• [Exercise details]
Leaving out the pictures, reproduce each record exactly and in full.

[Data entries]
========================================

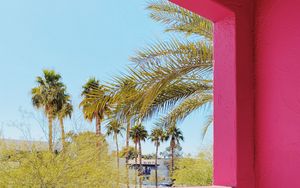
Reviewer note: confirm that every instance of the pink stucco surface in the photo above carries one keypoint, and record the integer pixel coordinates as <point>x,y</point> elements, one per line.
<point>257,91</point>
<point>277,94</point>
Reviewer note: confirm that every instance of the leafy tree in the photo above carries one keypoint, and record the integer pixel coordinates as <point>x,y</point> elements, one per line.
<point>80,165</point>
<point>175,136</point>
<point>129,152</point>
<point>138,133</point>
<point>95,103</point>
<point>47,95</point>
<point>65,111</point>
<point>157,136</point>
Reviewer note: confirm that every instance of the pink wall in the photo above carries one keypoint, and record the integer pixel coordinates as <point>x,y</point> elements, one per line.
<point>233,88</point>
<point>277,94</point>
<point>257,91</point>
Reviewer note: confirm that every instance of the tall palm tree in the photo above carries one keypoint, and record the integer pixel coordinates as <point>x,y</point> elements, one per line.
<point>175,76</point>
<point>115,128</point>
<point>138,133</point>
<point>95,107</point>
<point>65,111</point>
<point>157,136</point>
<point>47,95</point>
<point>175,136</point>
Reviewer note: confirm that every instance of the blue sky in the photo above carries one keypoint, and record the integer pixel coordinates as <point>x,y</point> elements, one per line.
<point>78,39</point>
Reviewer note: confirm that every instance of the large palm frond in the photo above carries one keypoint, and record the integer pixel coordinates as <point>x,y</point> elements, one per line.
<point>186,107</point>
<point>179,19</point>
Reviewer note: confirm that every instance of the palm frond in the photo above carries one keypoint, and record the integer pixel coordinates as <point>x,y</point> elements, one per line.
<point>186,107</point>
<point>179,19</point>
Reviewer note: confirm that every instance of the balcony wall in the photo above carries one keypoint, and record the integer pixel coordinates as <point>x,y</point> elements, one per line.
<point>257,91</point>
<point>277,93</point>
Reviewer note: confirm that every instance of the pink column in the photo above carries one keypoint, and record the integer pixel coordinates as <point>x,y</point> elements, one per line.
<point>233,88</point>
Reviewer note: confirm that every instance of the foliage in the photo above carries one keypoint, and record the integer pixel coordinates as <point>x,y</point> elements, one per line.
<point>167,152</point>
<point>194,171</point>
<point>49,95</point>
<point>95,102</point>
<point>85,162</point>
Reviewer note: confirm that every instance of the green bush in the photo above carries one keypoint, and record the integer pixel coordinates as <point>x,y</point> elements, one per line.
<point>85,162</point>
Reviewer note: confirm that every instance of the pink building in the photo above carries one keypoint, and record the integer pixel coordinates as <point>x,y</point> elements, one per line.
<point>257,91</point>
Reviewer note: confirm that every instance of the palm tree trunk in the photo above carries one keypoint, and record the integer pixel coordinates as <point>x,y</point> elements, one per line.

========================================

• [Exercise answer]
Reviewer note: confirm that every instance of the pink stucco surface in the photo above carries one keypoint, and record the integer pixel coordinates as <point>x,y</point> elements, one per line.
<point>257,91</point>
<point>277,94</point>
Reviewer note: confirm that every instance of the leafy tree in the photo above carries one keypoint, and record the integer pixel coordinates as <point>x,y</point> elements, one per line.
<point>80,165</point>
<point>175,136</point>
<point>129,152</point>
<point>138,133</point>
<point>95,103</point>
<point>47,95</point>
<point>65,111</point>
<point>157,136</point>
Reviewer note: confirm that every instance of the pink wall in the photo above carries one keypoint, and record the integer pixel coordinates as <point>x,y</point> elements, one per line.
<point>233,88</point>
<point>277,94</point>
<point>257,91</point>
Reviewer note: confirm that every instance of the tall palm tree in the photo above carries one keypoint, and record the integer pixel coordinates as <point>x,y</point> elements, one per line.
<point>175,76</point>
<point>115,128</point>
<point>138,133</point>
<point>95,107</point>
<point>65,111</point>
<point>157,136</point>
<point>47,95</point>
<point>175,136</point>
Reviewer note: confirm that every instance of the blue sky in the photo above carries one keypoint, and record the integer pixel coordinates as <point>x,y</point> elements, one per line.
<point>78,39</point>
Reviewer note: confirm that every instance of the large palm frond in the photo above carries one keypoint, and record the integer pixel coordinates as <point>x,y</point> elements, one per line.
<point>186,107</point>
<point>179,19</point>
Reviewer note: confirm that every instance of the palm frond in the photo above carries one keypoint, and record the integer pixel coordinates as <point>x,y</point> elements, one per line.
<point>186,107</point>
<point>179,19</point>
Reviewer note: confirm that every instance of the balcony wall in the photo above carries one keypoint, and record the integer pixel coordinates as <point>x,y</point> elements, one per line.
<point>257,91</point>
<point>277,93</point>
Reviewer note: confirm that every instance of the pink column in the photo above carries one keypoint, and record the integer pixel coordinates as <point>x,y</point> elements, one per line.
<point>233,88</point>
Reviewer note: confirm that every instance of the foliage in the photo above carries one keypoint, and record the integer pixel coordinates as <point>x,y</point> elements, one per line.
<point>167,152</point>
<point>194,171</point>
<point>49,95</point>
<point>95,102</point>
<point>85,162</point>
Reviewer note: confirm that every instance of the green bush in the photo above carries one keypoint, and record the integer pixel coordinates as <point>x,y</point> elements, one per line.
<point>85,162</point>
Reviewer note: confirm that every instance of the pink building in the photo above carries one keypoint, and record the integer pixel coordinates as <point>x,y</point> elements, one per line.
<point>257,91</point>
Reviewer note: confirm that every instance of the palm tree trunk in the photo above carries one keypoint, and record the integer pixel coordinates as <point>x,y</point> elements, one per line.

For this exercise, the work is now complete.